• **EXERCISE OBJECTIVE**
Rewrite the items below as a two-column CSV with the headers "text" and "answer," one row per item. Wrap each field in double quotes, turn any line breaks into spaces, and leave out the pictures.

• **RECORD SET**
________________

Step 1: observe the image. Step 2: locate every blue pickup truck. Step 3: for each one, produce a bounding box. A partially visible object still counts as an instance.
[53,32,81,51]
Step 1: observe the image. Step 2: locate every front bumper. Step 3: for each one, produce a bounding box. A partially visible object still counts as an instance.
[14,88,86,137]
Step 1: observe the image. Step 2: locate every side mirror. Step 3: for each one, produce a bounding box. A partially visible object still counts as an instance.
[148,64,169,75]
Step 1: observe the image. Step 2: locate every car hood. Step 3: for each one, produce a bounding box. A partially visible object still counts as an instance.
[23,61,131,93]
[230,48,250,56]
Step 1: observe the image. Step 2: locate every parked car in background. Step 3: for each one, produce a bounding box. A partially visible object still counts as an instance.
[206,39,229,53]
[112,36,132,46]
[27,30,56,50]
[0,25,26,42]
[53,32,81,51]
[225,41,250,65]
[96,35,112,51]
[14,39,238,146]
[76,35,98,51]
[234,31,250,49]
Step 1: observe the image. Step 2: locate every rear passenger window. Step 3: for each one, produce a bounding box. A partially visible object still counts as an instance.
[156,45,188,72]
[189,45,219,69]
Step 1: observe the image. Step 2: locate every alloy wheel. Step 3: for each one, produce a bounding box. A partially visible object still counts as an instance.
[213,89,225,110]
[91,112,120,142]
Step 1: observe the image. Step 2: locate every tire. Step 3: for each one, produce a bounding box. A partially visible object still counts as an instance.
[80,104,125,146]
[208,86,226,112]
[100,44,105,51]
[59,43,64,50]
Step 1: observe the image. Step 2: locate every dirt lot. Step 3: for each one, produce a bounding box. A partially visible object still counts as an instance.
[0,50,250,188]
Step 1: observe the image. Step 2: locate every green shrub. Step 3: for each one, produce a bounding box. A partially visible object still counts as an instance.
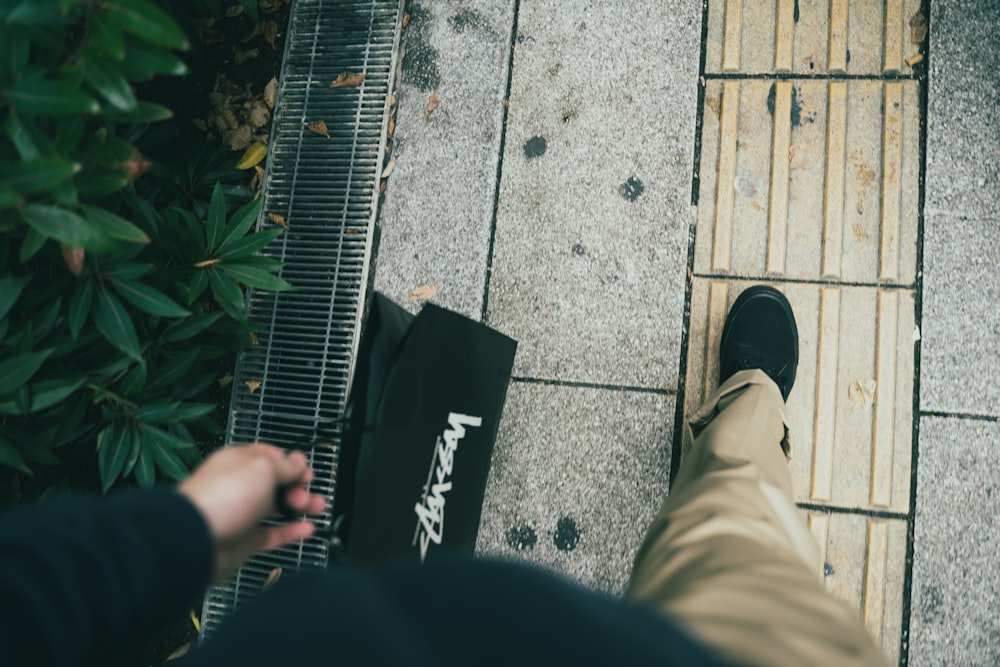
[0,0,290,491]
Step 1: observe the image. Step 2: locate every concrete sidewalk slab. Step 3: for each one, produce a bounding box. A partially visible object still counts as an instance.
[910,417,1000,667]
[477,382,675,593]
[375,0,514,320]
[925,0,1000,217]
[920,212,1000,417]
[487,0,699,389]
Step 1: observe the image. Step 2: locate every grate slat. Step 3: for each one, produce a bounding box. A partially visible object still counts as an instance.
[202,0,404,639]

________________

• **RESPONSE**
text,answer
"Step 1: observe the image. Step 2: locate every blue pickup truck. Step 3: for each one, produce a bounding box. A partially visible object still counts as an instance.","[53,32,81,51]"
"Step 1: observe the image. Step 2: locate every front bumper. Step 3: for each one, produce a bounding box. A partially visible object still counts as an instance.","[14,88,86,137]"
"Step 1: observe the image. Step 2: locate every side mirror. Step 3: for each one, produce a bounding box. A partially visible object still counts as an instance.","[148,64,169,75]"
"Step 1: observe the image. Step 2: locate every car hood. Step 3: for each one, produce a bounding box. A partially visible object still counts as an instance.","[23,61,131,93] [230,48,250,56]"
"Step 1: observe the image. Step 2: locate every parked car in background. Step 3: for each one, produce a bounding box. A partially visible object still counts as an instance.","[206,39,229,53] [112,36,132,46] [27,30,56,50] [0,25,26,42] [53,32,81,51] [225,41,250,65] [96,35,112,51] [14,39,238,146] [76,35,98,51] [234,31,250,49]"
"Step 1: observe the image. Step 2: locate every rear passenger window. Step 3: for each one, produce a bounding box. A partially visible object still counts as an instance.","[156,45,188,72] [189,45,219,69]"
"Step 1: observe the image. Step 2: locate every alloy wheel. Step 3: for each one, produce a bounding box. A partially visible object still counts as an instance.","[213,89,225,110] [91,112,120,142]"
"Step 1: observe the image. Step 2: locate every tire. Step 3: for each one, produce a bounding box. A partially visible object still counts as an instance.","[80,104,125,146] [208,86,226,112] [100,44,105,51] [59,43,64,50]"
"Step 1: observe the image. Step 2: locate every dirt lot. Step 3: for each one, produce a bounding box. A partially visible object still counts as an instance.","[0,50,250,188]"
"Step 1: observe the image. Step 2: locate every green shrub. Step 3: for each one, produce a bounding box. A partially visible object still counts as an instance.","[0,0,290,491]"
"Step 1: observe the image. Step 2: locate every concrete sidewalk slab. Step 3: for each one, produce a bounding box. A partially visible object still counts as an instance.","[910,417,1000,667] [477,382,675,593] [375,0,514,320] [925,0,1000,217] [920,212,1000,417] [487,0,699,389]"
"Step 1: observe the image. Step 2: locate every grate slat. Step 3: for each one, produce a bounding box. A partially visible object still counts as an instance.","[202,0,404,639]"